(Dataset records about object locations)
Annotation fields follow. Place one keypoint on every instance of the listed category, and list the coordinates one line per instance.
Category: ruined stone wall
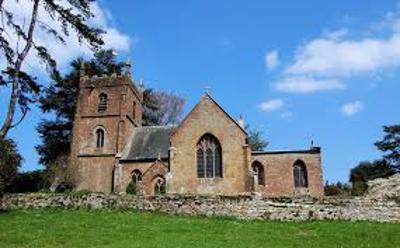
(149, 171)
(278, 173)
(244, 207)
(207, 117)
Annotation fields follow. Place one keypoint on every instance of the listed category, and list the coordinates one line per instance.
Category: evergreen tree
(366, 171)
(10, 161)
(391, 146)
(255, 139)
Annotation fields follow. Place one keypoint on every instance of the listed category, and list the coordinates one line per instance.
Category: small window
(102, 103)
(99, 138)
(300, 174)
(159, 186)
(136, 178)
(258, 170)
(134, 110)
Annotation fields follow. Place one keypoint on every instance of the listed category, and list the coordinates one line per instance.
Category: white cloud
(352, 108)
(272, 59)
(326, 62)
(272, 105)
(305, 84)
(343, 58)
(63, 54)
(285, 115)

| TO BE DONE |
Rewrite all of the records above, substituting "marker" for each occurrence of "keypoint" and leaving everything else unchanged. Omit the pictures from your answer.

| CORRECT RESULT |
Annotation fields follow. Place one marker on every instance of the listed category, and list the coordinates one line per instance.
Category: ruined stone wall
(149, 171)
(278, 173)
(244, 207)
(207, 117)
Annotation fields follow. Place one marker on every instance of the listed category, and list the coordinates one line per instance.
Category: evergreen tree
(366, 171)
(10, 161)
(391, 146)
(255, 139)
Annotation fields follow. Place one marker on every instance of the listed category, and list the coordinates one line per instance.
Category: small window
(102, 103)
(99, 138)
(300, 174)
(159, 186)
(136, 178)
(258, 170)
(134, 110)
Annotation fields follow. Place one marker on every instance of the listed category, and list the coordinates one line per instance.
Category: white cloud
(352, 108)
(272, 59)
(326, 62)
(272, 105)
(305, 84)
(343, 58)
(63, 54)
(285, 115)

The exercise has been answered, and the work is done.